Training and Tuning:

Every model run on SageMaker training job has its own ephemeral cluster. We will have a dedicated EC2 instances alive for the number of seconds that the model is training on.

  1. If there are multiple ML models, there can be dedicated instances for each of these.
  2. Cluster comes down immediately as the model stops training:
    1. No More Virtual Environments
    2. No more conflicting packages or dependencies
  3. Estimator:
    1. Execution role,
    2. Algorithm,
    3. SageMaker Estimator (these components are constant)
  4. Splitting Data for ML:
    1. Take a dataset to make decisions
    2. All of the columns are there and split the one column
    3. After Feature Engineering: Split into train, validation, test sets
      1. Training: 60-85% of the data
      2. Validation & Test: rest
    4. Perform a technique on validation data and check how model did on the test data.
    5. Send these to channels in SM

First, fit the model into the training data, look at the performance of the model on validation (perform hyper parameter tuning on validation data), and then how well the model did on the test data.

  1. Send the data splits into S3 channels
  2. Call Model.fit - a new cluster comes online, and send logs out to cloud watch
  3. Monitor the performance.

Now to evaluate the model, we do the following:

  1. Confusion Matrix
  2. Recall: How many positive cases are we catching? (Number of true positives)
  3. Precision: Starts with true positives but it is the true positive rate (Great precision if model precision positive once someone tested for diabetes)

Use both of the following for hyper parameter tuning:

  1. Parameter: Features/Data supplied to the model
  2. Hyper parameter: Extra math (Extra terms) → real numbers of the data
    1. In SageMaker:
      1. Pick the HyperParameters and the ranges
      2. On XGBoost:
        1. eta, min_child_weight, alpha, max_depth
        2. Objective metric: term used to check how well the model performs
        3. Job Parameters: Tell SM the total number of jobs
          1. Number of total jobs
          2. Number of jobs in parallel

→ 3 models are pulled and trained against the objective metric with a baysian optimizer.

  1. Tuning: Trying as much as you can (running large number of jobs)

Deploy your ML models to Production At Scale

  1. Endpoint: These can be multiple EC2 instances in multiple AZs, to promote high availability.
  2. When you specify model.deploy, and this spins up a managed endpoint, and if it is more than one EC2 instance, it will serve prediction responses.
  3. Load Balancer → Health checks.
==========
■ **WHAT YOU NEED TO DO**
A. In the SageMaker notes, change "Confusion Matrix" to "Error Matrix" and write out the stretch from "1. Confusion Matrix" through "tested for diabetes)".
B. According to the SageMaker notes, what share of the data goes to training?
C. Continue the SageMaker notes from their last line.
The records after this are separate material and are not part of the SageMaker notes.
==========
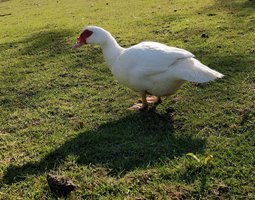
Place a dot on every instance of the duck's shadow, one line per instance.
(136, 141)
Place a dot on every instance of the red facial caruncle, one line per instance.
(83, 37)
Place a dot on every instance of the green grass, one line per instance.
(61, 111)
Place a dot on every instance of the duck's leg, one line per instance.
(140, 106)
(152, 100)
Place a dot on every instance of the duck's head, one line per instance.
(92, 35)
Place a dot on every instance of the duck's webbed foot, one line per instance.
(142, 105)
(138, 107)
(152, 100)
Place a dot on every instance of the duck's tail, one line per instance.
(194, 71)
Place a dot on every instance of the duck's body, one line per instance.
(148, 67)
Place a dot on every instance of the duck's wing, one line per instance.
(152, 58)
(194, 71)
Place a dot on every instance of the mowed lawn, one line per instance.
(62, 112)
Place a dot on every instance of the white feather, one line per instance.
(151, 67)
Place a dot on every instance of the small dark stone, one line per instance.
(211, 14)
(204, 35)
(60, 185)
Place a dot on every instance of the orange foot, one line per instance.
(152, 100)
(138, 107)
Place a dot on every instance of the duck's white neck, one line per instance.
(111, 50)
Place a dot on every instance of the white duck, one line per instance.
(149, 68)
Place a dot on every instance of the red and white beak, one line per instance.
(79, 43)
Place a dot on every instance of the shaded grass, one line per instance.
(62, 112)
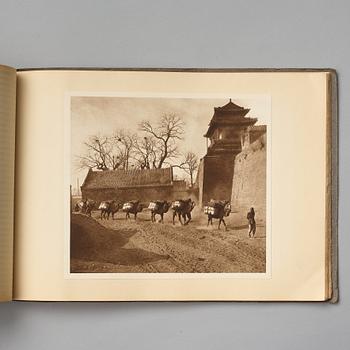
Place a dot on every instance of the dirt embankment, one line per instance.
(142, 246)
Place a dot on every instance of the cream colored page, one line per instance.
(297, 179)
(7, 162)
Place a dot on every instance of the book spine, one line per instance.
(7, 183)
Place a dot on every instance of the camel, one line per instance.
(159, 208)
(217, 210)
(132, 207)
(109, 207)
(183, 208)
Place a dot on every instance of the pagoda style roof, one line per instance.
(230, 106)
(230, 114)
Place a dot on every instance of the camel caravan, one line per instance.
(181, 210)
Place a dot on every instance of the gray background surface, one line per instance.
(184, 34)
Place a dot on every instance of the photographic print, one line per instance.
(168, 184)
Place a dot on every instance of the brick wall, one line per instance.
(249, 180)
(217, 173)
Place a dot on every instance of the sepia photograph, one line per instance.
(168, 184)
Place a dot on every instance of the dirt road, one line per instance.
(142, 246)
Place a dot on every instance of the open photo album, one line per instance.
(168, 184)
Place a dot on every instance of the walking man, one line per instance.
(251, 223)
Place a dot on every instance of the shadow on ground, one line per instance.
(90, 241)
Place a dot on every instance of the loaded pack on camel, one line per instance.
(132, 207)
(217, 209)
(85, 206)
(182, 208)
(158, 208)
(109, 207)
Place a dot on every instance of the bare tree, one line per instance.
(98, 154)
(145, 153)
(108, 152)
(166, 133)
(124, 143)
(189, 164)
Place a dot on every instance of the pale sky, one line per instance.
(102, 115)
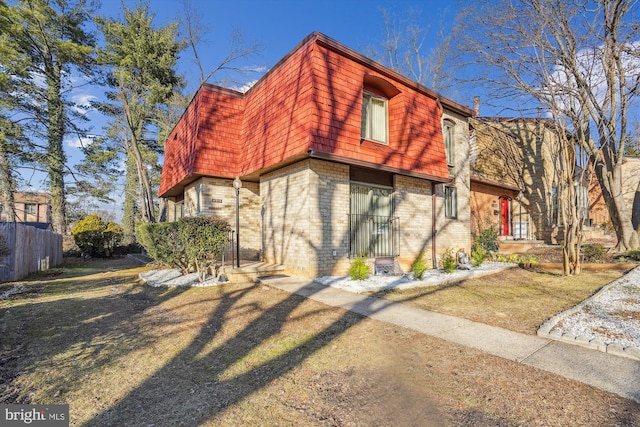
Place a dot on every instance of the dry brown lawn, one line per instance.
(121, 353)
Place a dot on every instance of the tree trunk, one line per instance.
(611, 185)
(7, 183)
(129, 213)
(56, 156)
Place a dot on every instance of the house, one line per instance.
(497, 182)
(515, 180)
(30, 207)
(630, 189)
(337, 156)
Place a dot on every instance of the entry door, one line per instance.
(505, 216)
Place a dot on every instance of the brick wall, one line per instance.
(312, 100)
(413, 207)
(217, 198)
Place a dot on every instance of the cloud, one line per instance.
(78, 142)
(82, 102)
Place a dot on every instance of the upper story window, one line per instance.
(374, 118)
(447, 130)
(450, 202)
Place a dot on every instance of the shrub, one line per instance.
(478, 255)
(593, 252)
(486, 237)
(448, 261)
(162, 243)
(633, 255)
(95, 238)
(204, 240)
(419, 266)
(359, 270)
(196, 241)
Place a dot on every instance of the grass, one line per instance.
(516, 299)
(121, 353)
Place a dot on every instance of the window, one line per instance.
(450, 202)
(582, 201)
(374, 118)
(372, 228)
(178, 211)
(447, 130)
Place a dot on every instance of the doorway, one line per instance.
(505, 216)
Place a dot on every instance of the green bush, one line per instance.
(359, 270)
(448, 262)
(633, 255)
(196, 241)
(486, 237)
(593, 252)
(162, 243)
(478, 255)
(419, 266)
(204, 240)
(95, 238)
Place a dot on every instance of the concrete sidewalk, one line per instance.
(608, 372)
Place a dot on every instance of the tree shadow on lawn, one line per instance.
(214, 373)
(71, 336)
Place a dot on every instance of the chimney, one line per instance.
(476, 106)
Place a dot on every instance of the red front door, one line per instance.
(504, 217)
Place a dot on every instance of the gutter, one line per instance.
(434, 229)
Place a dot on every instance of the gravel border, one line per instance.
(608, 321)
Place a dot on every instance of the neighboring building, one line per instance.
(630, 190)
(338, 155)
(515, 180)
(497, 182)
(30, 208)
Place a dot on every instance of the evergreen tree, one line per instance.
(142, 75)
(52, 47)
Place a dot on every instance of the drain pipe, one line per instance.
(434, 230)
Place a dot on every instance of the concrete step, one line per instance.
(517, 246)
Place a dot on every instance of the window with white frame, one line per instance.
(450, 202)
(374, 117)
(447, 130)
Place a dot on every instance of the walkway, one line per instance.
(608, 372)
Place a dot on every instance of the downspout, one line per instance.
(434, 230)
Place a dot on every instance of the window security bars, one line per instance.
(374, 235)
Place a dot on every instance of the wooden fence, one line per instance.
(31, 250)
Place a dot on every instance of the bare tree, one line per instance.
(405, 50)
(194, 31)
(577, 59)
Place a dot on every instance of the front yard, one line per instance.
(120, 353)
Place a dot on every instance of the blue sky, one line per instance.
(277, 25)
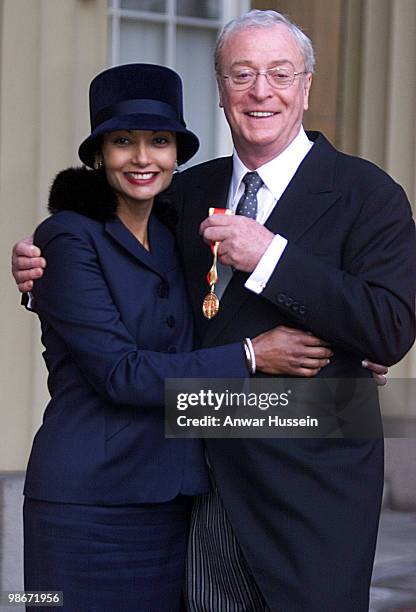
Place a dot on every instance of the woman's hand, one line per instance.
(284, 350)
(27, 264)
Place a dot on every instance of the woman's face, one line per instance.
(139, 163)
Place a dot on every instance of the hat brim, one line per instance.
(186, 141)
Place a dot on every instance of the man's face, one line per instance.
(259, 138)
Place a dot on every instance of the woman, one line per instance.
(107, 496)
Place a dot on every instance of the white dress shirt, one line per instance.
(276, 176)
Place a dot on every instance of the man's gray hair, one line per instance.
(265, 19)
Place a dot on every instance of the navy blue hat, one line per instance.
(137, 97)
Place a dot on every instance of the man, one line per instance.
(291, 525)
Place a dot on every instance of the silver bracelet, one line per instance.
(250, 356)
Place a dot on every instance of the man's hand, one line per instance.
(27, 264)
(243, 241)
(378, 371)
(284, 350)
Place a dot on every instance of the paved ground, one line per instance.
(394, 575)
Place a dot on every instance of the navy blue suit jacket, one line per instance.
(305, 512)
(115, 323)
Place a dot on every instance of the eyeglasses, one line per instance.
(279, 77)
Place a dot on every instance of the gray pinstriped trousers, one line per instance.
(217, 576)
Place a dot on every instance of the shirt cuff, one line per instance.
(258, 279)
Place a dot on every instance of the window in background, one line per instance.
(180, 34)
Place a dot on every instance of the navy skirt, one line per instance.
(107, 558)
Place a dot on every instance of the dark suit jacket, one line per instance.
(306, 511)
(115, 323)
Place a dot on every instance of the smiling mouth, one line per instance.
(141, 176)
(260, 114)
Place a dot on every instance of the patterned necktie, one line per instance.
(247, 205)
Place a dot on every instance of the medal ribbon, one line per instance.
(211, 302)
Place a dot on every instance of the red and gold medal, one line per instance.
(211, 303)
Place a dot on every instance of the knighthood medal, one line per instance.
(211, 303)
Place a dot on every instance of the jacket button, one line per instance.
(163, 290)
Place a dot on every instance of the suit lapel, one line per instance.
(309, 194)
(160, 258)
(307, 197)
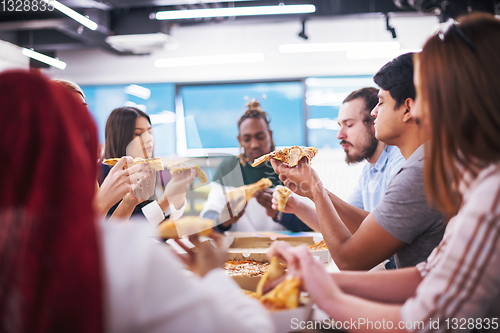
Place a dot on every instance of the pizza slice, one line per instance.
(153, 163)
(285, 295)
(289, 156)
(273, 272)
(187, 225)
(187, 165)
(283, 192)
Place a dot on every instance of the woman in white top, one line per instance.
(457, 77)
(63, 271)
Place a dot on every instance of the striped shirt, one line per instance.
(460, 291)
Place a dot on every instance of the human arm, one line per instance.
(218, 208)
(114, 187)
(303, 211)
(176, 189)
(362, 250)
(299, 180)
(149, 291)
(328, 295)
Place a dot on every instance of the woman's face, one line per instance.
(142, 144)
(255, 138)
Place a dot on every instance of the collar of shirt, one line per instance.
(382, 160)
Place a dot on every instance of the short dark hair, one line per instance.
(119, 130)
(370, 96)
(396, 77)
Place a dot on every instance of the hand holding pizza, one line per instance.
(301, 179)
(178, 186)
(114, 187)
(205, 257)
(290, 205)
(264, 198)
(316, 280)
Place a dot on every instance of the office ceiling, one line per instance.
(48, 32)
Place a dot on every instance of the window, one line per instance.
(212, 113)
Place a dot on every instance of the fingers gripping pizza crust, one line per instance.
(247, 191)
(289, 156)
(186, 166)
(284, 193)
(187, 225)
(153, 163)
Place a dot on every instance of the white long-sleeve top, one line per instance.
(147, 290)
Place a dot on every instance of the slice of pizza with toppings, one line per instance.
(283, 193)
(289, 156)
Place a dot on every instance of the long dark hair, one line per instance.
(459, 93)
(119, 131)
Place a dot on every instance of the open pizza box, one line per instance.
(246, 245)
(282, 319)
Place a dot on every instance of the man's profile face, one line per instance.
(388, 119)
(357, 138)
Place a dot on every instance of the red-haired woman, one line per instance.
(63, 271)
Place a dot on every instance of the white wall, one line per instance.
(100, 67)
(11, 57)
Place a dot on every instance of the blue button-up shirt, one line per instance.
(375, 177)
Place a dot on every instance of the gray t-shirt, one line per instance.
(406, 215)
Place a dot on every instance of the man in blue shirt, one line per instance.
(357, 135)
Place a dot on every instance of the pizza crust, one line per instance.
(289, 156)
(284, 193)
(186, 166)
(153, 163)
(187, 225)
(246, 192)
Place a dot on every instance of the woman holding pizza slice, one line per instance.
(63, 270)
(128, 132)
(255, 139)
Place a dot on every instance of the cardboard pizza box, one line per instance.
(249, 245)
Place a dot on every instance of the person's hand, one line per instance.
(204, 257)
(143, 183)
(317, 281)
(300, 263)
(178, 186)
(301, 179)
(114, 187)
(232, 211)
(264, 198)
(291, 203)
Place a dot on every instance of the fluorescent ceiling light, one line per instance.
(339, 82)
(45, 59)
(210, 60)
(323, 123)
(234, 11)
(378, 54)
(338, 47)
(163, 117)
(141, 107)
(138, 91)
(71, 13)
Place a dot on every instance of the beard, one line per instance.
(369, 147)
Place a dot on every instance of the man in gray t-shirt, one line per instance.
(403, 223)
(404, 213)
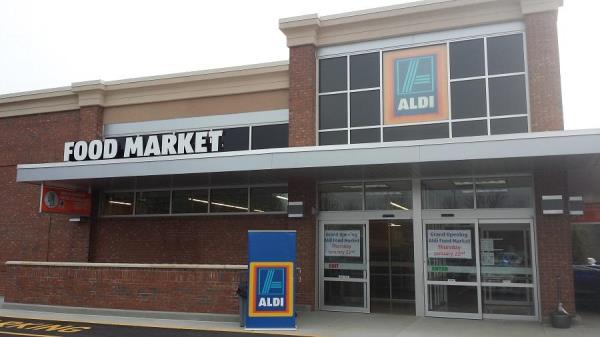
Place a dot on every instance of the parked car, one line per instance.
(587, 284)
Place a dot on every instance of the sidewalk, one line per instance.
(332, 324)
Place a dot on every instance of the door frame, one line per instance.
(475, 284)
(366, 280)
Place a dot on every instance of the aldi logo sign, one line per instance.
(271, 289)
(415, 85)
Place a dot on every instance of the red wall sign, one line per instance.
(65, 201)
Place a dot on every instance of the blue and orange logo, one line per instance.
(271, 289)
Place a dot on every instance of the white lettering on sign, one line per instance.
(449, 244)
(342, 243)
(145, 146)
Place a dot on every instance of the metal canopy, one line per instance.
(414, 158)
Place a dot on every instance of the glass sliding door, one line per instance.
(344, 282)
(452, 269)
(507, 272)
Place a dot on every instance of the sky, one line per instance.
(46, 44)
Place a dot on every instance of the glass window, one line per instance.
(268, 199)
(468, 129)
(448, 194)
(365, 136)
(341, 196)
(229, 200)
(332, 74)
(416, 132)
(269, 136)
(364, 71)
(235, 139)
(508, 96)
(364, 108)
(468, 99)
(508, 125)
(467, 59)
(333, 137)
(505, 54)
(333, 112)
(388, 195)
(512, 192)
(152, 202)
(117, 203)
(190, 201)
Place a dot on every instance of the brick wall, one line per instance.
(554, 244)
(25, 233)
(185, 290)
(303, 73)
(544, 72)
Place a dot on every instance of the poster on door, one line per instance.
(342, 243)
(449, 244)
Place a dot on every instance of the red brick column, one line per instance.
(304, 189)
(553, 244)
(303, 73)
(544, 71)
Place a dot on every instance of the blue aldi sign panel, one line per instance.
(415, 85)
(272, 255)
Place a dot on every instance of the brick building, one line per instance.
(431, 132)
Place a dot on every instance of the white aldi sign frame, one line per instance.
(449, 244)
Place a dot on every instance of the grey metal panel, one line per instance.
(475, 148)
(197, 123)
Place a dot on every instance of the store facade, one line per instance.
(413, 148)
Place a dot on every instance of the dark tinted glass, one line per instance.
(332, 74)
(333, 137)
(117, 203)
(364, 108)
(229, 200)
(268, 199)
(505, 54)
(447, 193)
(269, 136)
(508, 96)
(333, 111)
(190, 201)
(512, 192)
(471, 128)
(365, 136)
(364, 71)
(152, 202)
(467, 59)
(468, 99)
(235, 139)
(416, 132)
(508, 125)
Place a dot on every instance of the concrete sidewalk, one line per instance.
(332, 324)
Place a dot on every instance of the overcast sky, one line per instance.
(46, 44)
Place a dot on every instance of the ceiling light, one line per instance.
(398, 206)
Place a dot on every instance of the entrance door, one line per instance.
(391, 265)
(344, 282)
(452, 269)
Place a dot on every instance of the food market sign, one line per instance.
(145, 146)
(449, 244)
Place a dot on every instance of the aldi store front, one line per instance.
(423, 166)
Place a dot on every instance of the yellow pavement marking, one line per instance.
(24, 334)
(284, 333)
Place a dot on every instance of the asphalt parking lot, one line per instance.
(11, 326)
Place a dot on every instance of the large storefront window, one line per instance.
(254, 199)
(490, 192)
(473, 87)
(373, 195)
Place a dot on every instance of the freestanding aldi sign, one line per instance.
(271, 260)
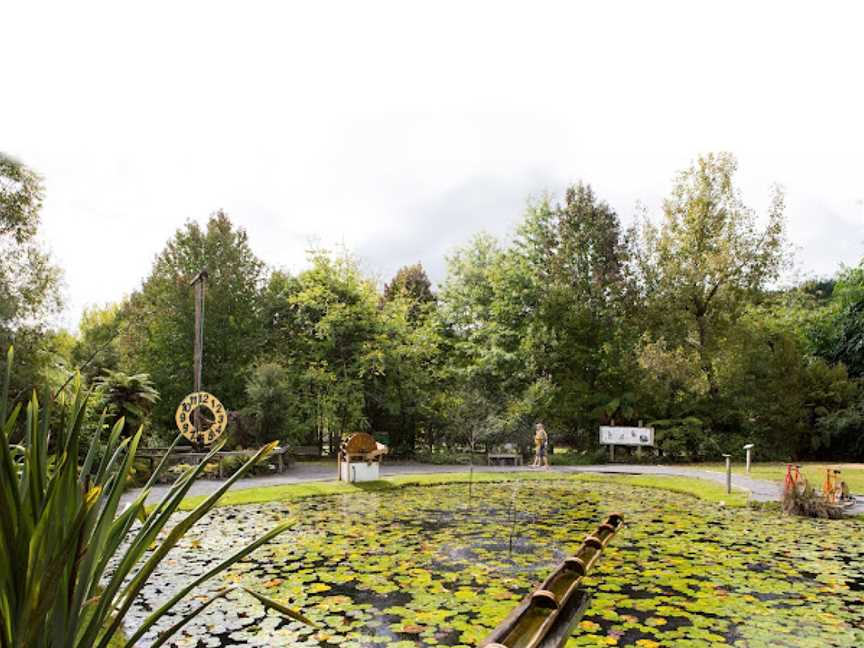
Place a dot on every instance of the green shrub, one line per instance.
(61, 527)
==========
■ **ANSWERS PROVIDED**
A.
1. Error Matrix
  2. Recall: How many positive cases are we catching? (Number of true positives)
  3. Precision: Starts with true positives but it is the true positive rate (Great precision if model precision positive once someone tested for diabetes)

B. 60-85% of the data

C.
  4. Endpoint → RESTFul API
    1. Customers use LAMBDA to connect to two points

→ SM Endpoint - best for online inferences - data from internet and serve responses with low latency

Tuning ML Models to High Accuracies: SM Automatic Model Tuning

  1. Training jobs:

    1. Notebook instance with EC2 and EBS volume
    2. Call Model.fit, shoot data to an S3 bucket
    3. SM spins additional EC2 instances (Ephemeral cluster - dedicated to the specific model)
    4. Image → lives in ECR (Elastic Container Registry)
    5. SM copies image onto that ephemeral cluster → training process
    6. SM writes the trained model back to s3
    7. Scalable, cost efficient.
    8. What are tuning jobs?
  2. Hyperparameter Tuning Jobs:

    1. We most commonly start the notebook, create a tuner, then tuner.fit

    2. SM first copies data out to S3, and after this, Model training happens in multiple rounds:

      1. SM spins 3 different versions of the models (Docker containers) → 3 training jobs run against the data
      2. Results are pulled into the Bayesian Optimizer (object performance of the model is pulled in)
      3. BO looks at the AUC, and re optimizers 3 more jobs with different hyperparameters (6 jobs in total now)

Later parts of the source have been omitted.